TEXTO DE ESTUDIO:
El concepto «imperio de la ley» se nos suele vender a menudo como receta de progreso y justicia igualitaria. En la teoría del neoliberalismo todos estaríamos sometidos a él, sin distinción de clases económicas u orígenes culturales. La realidad en cambio nos indica que bajo este imperio de la ley sólo se esconde la ley del imperio, entendiendo imperio en el sentido empleado por Negri y Hardt en su ya clásico libro.
La ley, al igual que sucede con la información o incluso con el lenguaje, no es neutral. En la ley está implícitamente escrito un proyecto político. Cuando nuestra ley otorga a una serie muy limitada de instituciones privadas el inmenso poder de crear dinero de la nada está plasmando, negro sobre blanco, un proyecto político totalitario. Cuando la ley establece el concepto de «persona jurídica» con el fin de igualar los derechos de los individuos y las corporaciones está defendiendo un proyecto político plutocrático. Cuando la ley consagra los derechos inviolables de la propiedad privada ilimitada sobre las necesidades materiales de las masas desposeídas pone los cimientos necesarios para la fundación de la mayor de las dictaduras, la fasciocapitalista.

ENUNCIADO:
Escribe la continuación del texto sobre el imperio de la ley a partir de su última oración. Las líneas de abajo son un material independiente del texto.

DATOS PARA ANÁLISIS:

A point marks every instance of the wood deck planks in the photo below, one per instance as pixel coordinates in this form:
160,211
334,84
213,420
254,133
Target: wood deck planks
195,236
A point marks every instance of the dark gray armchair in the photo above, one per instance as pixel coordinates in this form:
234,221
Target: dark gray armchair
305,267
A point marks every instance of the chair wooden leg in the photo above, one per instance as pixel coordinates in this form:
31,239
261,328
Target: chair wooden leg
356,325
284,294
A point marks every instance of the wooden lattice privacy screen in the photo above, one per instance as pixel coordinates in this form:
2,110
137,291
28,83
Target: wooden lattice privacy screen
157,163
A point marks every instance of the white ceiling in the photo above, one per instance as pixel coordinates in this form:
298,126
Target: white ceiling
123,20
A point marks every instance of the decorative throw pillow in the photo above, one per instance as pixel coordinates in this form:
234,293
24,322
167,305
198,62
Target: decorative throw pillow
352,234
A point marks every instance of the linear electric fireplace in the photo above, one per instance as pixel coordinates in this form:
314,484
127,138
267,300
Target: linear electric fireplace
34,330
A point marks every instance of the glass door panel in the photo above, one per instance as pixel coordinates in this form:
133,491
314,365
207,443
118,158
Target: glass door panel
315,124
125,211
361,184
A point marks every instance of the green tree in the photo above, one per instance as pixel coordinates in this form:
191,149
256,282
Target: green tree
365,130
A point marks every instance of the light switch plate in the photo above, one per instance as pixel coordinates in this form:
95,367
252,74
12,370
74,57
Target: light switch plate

RESPUESTA:
El fascismo se adapta a los tiempos. Ahora, en su fase postmoderna, más sonriente y bajo un barniz pseudodemocrático, puede denominarse fasciocapitalismo
El discurso del fascismo se va adaptando a los tiempos: El uniforme militar es sustituido por los trajes de Armani; ahora es menos nacional-católico y más sionista, es menos xenófobo y más aporófobo, es menos identitario y más globalizador, es menos autárquico y más deslocalizado. Junto con los rasgos ya mencionados todos los demás elementos originarios (homofobia, machismo, represión, jerarquización extrema, islamofobia, militarismo, clerofilia…) siguen permaneciendo vigentes con envoltorios remozados. No obstante tras algunos cambios aparentes el neofascismo sigue siendo igual de autoritario, igual de violento, igual de colonialista, igual de dogmático, igual de ecocida y, sobre todo, igual de servil a los grandes propietarios a como siempre ha sido.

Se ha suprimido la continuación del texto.